§ EXERCISE
Please rewrite only the lines of the records below that begin with the line containing "Examine the photo above and find every instance of metal fence." and end with the line containing "[375,416,428,434]" as a JSON list of strings. Give one string per line, include both end lines, and leave out blank lines.

# RECORDS SHOWN start

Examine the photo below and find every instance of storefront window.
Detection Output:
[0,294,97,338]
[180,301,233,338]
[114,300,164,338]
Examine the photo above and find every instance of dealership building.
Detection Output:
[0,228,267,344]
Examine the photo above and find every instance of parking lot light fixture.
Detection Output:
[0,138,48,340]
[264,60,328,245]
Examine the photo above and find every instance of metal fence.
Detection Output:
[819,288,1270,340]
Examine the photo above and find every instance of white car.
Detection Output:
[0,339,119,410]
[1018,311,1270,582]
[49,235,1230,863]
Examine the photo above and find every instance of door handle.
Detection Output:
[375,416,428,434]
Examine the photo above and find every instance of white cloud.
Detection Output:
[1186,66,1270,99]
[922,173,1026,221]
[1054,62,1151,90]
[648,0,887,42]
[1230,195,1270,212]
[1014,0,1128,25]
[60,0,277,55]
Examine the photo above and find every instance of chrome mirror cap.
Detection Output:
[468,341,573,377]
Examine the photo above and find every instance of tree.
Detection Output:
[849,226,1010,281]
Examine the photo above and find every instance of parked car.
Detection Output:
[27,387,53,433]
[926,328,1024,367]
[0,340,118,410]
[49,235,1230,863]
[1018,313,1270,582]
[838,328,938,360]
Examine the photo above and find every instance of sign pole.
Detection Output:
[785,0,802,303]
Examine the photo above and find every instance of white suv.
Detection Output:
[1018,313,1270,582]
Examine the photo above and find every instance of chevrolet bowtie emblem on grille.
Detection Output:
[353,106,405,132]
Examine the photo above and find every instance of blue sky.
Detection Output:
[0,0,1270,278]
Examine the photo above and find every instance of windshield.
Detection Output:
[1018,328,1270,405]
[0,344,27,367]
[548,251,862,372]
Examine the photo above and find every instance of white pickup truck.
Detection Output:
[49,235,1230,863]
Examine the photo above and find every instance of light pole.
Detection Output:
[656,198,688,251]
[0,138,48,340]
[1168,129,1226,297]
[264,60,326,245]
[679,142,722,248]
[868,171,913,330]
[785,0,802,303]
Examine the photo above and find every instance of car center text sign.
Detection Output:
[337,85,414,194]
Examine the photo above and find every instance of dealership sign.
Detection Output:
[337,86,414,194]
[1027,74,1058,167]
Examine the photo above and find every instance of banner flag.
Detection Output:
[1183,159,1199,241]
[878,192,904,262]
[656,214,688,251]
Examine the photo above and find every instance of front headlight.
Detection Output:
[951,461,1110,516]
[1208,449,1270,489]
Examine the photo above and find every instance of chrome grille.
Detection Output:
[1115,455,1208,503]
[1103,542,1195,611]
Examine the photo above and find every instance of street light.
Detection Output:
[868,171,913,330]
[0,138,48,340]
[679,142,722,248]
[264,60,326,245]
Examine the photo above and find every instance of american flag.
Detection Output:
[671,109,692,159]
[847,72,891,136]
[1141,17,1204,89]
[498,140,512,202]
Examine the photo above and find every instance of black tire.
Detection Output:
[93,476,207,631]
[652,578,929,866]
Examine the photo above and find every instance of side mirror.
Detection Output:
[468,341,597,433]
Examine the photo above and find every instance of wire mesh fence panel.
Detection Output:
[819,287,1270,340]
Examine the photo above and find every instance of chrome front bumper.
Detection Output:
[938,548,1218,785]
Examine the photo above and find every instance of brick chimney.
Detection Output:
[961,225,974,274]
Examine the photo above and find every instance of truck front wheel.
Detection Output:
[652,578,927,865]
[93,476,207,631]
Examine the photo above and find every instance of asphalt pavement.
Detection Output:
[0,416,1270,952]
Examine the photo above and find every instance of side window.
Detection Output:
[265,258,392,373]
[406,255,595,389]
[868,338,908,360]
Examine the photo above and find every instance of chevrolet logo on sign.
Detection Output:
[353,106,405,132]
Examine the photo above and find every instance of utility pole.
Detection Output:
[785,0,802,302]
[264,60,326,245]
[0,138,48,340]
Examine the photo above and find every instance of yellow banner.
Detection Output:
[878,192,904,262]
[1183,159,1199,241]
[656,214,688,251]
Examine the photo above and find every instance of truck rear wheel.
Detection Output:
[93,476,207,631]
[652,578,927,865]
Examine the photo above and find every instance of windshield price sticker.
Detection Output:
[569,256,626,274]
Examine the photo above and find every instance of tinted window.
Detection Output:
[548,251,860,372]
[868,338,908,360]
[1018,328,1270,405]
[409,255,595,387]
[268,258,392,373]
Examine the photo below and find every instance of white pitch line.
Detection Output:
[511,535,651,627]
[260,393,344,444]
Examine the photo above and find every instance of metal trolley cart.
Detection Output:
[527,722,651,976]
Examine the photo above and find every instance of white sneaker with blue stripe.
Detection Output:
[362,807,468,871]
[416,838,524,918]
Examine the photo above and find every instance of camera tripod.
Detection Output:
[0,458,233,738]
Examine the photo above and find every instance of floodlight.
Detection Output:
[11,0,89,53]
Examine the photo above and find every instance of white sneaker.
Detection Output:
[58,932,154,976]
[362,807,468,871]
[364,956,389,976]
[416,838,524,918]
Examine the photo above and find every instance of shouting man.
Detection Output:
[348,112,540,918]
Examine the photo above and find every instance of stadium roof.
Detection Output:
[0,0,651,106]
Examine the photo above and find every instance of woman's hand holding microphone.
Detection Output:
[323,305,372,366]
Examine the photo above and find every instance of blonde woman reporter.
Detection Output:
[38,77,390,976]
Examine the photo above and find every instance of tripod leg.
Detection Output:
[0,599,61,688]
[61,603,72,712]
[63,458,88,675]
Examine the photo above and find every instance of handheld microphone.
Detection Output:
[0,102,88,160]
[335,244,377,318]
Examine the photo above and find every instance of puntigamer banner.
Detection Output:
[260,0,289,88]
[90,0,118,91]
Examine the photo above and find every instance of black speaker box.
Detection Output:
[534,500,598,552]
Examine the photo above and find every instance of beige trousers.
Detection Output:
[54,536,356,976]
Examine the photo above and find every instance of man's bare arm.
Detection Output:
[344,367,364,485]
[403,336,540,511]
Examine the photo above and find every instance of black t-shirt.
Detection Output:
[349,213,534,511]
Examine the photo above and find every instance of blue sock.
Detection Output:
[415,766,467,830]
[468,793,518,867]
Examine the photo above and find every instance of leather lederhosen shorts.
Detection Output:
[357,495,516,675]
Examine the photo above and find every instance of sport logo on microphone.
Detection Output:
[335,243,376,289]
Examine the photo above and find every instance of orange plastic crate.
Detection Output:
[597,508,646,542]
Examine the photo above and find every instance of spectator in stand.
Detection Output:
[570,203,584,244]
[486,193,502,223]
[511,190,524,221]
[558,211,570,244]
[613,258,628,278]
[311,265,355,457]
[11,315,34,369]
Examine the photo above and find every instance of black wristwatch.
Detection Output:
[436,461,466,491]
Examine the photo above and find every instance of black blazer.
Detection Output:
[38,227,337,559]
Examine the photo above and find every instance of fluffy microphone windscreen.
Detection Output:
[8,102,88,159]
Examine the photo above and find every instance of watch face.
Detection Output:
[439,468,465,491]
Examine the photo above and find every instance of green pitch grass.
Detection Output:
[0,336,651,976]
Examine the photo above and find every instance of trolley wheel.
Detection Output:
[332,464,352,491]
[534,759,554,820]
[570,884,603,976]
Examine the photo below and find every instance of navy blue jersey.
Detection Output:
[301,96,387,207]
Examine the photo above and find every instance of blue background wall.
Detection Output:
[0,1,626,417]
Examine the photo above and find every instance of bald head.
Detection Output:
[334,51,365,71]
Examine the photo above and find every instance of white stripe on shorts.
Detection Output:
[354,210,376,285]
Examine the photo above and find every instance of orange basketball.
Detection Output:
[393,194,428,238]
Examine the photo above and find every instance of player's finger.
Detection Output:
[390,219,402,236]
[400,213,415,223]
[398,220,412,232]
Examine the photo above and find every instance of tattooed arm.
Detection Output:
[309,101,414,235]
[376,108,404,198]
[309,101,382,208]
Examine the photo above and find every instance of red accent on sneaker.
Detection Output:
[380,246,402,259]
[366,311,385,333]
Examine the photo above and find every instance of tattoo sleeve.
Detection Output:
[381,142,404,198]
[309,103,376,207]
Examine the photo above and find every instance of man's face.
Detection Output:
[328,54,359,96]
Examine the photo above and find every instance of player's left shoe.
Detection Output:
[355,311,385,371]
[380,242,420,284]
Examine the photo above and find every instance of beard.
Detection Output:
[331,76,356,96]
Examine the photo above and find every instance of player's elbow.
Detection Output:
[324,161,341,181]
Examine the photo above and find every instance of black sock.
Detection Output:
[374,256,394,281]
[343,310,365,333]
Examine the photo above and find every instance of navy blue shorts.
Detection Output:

# RECORDS SHOWN end

§ WRITTEN SOLUTION
[
  "Examine the photo above and find every instance of metal fence.",
  "Detection Output:",
  "[819,288,1270,340]",
  "Examine the photo above and find every instance of white car.",
  "Detection Output:",
  "[0,339,119,410]",
  "[1018,311,1270,582]",
  "[49,235,1230,863]",
  "Examine the photo above and find every instance of door handle.",
  "Detection Output:",
  "[375,416,428,434]"
]